--- Problem description ---
In the entries that follow, identify the line containing "Please tag the toilet" and return it together with all later lines, exactly as they appear.

--- Stored data entries ---
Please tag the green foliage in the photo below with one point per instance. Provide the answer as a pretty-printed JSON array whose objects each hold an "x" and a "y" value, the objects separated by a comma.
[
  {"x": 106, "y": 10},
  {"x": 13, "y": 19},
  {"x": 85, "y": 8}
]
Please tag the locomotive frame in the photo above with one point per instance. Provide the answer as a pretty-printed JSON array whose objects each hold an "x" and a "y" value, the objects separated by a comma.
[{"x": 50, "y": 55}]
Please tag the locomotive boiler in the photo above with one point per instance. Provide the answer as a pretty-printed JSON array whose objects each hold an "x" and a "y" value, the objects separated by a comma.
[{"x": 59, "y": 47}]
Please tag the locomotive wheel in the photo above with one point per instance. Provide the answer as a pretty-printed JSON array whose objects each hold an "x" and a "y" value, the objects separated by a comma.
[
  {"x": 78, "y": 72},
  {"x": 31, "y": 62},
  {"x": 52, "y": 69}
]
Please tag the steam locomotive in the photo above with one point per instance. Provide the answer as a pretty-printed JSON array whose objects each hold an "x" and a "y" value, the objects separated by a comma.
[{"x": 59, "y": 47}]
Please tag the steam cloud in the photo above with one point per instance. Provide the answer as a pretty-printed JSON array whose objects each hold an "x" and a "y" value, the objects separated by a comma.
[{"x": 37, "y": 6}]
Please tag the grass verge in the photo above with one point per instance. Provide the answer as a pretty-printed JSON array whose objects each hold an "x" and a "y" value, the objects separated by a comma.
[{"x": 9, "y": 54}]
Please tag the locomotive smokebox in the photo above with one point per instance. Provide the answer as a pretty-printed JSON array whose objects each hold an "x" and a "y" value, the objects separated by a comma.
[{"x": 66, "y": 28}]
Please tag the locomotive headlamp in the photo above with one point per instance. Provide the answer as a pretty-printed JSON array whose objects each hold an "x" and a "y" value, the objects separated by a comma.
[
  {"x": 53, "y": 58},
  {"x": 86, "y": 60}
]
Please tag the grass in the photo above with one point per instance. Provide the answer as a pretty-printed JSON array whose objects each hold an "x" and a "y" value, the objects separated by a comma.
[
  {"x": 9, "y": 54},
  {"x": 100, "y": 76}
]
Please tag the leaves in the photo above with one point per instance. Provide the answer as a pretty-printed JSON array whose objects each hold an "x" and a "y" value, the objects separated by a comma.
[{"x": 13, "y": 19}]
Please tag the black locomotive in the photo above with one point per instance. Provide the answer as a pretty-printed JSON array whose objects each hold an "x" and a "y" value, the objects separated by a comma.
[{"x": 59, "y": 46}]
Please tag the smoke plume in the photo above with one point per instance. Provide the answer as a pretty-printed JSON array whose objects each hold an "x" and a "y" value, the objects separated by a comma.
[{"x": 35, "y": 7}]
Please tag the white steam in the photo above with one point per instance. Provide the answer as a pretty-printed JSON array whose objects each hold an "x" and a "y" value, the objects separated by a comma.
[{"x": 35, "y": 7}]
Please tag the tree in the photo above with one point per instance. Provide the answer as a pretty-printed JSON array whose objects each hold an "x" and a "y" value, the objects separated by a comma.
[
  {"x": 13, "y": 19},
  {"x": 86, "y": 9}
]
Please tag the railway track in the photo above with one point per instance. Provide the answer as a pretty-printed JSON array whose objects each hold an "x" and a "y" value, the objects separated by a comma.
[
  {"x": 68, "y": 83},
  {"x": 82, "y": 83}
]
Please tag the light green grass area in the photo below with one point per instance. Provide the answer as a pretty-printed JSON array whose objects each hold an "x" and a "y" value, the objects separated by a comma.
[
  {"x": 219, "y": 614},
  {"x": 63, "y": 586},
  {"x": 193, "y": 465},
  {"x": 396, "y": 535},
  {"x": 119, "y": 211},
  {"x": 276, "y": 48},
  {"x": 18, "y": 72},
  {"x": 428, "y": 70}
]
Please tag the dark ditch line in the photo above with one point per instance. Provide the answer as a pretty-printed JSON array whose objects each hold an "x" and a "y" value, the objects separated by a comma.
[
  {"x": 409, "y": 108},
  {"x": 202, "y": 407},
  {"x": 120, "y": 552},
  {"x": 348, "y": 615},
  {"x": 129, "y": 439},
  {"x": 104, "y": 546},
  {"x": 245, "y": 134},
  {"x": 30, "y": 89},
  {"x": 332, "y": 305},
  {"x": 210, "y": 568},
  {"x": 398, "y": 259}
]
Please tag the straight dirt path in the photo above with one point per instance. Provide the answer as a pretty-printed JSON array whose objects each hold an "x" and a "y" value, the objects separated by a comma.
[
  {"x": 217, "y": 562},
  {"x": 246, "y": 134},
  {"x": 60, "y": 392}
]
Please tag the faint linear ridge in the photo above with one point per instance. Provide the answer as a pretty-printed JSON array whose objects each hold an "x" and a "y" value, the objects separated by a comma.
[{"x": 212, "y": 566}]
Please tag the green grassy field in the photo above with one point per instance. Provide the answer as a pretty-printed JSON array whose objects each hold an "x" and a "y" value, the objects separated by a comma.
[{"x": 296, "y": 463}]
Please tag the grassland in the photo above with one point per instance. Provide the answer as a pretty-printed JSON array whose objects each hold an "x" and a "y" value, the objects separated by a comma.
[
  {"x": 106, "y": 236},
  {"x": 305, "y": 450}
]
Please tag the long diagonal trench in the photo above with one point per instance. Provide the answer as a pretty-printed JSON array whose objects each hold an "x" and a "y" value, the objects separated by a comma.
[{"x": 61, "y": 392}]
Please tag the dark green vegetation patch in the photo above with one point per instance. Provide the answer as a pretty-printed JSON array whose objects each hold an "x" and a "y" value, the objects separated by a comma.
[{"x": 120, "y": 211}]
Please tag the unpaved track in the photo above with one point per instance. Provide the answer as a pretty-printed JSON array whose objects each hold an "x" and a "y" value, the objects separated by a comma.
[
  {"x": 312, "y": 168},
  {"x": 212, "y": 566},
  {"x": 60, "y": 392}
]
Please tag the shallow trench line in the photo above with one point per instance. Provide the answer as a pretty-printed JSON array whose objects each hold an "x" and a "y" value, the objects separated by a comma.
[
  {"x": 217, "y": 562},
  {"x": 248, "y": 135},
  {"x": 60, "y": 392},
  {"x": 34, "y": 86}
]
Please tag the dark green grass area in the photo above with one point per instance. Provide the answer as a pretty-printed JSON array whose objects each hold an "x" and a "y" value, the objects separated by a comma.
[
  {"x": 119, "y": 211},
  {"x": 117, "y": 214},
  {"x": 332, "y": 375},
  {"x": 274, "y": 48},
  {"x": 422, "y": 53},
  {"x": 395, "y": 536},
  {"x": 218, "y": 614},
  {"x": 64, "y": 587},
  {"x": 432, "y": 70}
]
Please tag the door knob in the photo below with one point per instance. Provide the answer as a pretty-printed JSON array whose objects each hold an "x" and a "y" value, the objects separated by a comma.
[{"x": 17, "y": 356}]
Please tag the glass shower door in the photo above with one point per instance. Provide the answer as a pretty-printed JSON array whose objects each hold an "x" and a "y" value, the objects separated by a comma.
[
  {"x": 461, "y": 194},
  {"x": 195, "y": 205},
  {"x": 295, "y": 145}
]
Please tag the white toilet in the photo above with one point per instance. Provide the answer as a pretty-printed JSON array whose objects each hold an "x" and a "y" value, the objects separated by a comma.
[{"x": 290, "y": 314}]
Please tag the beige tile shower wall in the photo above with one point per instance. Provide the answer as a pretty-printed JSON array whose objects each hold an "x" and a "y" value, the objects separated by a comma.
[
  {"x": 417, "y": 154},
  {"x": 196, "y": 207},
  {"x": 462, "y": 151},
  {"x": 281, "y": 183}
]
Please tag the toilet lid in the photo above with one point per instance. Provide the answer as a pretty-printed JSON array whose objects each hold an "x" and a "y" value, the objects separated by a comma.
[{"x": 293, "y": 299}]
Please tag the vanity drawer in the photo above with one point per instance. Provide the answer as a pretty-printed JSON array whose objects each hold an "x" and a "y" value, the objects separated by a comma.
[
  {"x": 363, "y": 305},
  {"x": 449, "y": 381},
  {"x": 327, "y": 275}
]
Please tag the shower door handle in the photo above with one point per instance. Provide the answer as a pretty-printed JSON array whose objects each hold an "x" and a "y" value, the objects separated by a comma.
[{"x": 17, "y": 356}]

--- Exercise solution ---
Please tag the toilet lid in the photo above with one point per instance. Provide the answer as a pretty-printed JSON array whose objects each hold an "x" and a "y" value, the objects separated by a comma.
[{"x": 293, "y": 299}]
Please tag the vanity drawer in the photo above with one point per instance. Provide the answer as a pretty-printed JSON array whose objects each hold an "x" and a "y" value, the objects separated by a comma.
[
  {"x": 363, "y": 305},
  {"x": 449, "y": 381},
  {"x": 327, "y": 275}
]
Please tag the shower door handle in the photo above with one point per instance. Provide the answer as a pretty-printed JSON array whose objects each hold an "x" and a "y" value, the objects separated by a comma.
[{"x": 17, "y": 356}]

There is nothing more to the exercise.